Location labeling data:

* begin *

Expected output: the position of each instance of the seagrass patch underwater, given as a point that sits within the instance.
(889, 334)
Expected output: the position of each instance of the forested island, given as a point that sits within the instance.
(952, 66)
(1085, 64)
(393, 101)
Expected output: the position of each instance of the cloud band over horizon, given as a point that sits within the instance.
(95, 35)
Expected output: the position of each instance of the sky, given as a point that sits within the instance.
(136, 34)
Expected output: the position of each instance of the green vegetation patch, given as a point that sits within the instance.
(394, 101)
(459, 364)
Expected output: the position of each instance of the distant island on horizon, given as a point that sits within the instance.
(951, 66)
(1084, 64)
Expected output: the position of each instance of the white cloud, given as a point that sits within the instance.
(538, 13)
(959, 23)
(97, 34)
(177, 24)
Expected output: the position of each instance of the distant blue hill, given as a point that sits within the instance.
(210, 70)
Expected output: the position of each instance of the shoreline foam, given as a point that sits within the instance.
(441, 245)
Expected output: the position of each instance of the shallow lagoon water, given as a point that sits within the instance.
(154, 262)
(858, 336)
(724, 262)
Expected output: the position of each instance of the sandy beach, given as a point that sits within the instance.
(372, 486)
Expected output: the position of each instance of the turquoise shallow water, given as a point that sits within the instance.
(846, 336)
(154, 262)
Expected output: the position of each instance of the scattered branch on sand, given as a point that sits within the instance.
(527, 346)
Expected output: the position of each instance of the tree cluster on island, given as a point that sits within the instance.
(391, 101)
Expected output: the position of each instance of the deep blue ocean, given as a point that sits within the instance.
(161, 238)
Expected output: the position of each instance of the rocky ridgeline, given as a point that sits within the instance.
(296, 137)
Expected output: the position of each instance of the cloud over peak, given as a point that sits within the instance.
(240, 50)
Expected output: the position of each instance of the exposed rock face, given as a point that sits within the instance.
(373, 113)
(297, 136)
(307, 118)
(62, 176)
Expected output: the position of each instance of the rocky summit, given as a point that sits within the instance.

* end *

Could you render the data above as a JSON list of strings, with each line as its own string and blank lines omitted?

[
  "Expected output: the position of each instance of the seagrass patch underwater, given as a point that sits within the instance.",
  "(889, 334)",
  "Expected output: the position of each instance of the forested island, given as a point that sits within the instance.",
  "(952, 66)",
  "(1085, 64)",
  "(393, 101)",
  "Expected output: the position of each instance of the cloud band over horizon, given as a point that sits within the instance.",
  "(95, 35)",
  "Expected output: the position of each instance of the sky, given as a point that sits within the instance.",
  "(136, 34)",
  "Expected output: the position of each instance of the green vegetation patch, given as a point that sits within the instance.",
  "(394, 101)",
  "(459, 364)",
  "Expected output: the position of each instance of the distant island on horizon, given as a point that sits within the instance.",
  "(951, 66)",
  "(1084, 64)",
  "Expected output: the position of each instance of the white cloud, given as a point that sits within the instance.",
  "(538, 13)",
  "(959, 23)",
  "(97, 34)",
  "(177, 24)",
  "Expected output: the position of each instance of the distant blue hill, given as a point that sits within the instance.",
  "(210, 70)",
  "Expected output: the position of each instance of the shoreline foam, given as a point that sits within the instance.",
  "(441, 245)",
  "Expected output: the position of each instance of the shallow lagoon water, given as a point that sits within the instance.",
  "(154, 262)",
  "(858, 336)",
  "(724, 262)",
  "Expected output: the position of each instance of the sandy beach, given as a point that sits within the instance.",
  "(372, 486)",
  "Expected output: the position of each instance of the turquoise shallow water, given as a point that sits within the instance.",
  "(846, 336)",
  "(154, 262)",
  "Expected output: the position of each instance of the scattered branch on sand, given as a point that sits within the instance.",
  "(527, 346)",
  "Expected output: the position of each instance of the tree cluster on island, given as a point that sits within the instance.",
  "(391, 101)",
  "Expected output: the position of each instance of the deep blue ocean, given as a point that sits within the instance.",
  "(161, 238)",
  "Expected output: the position of each instance of the rocky ridgeline, given as a point that sits within the instance.",
  "(296, 137)",
  "Expected output: the position of each instance of the cloud over peak, given as a point that sits within the instance.",
  "(240, 50)",
  "Expected output: the position of each instance of the exposed rock face, given as a point that sits within the instance.",
  "(373, 113)",
  "(297, 136)",
  "(307, 118)",
  "(62, 176)",
  "Expected output: the position of each instance of the rocky summit, given as a point that sits within the instance."
]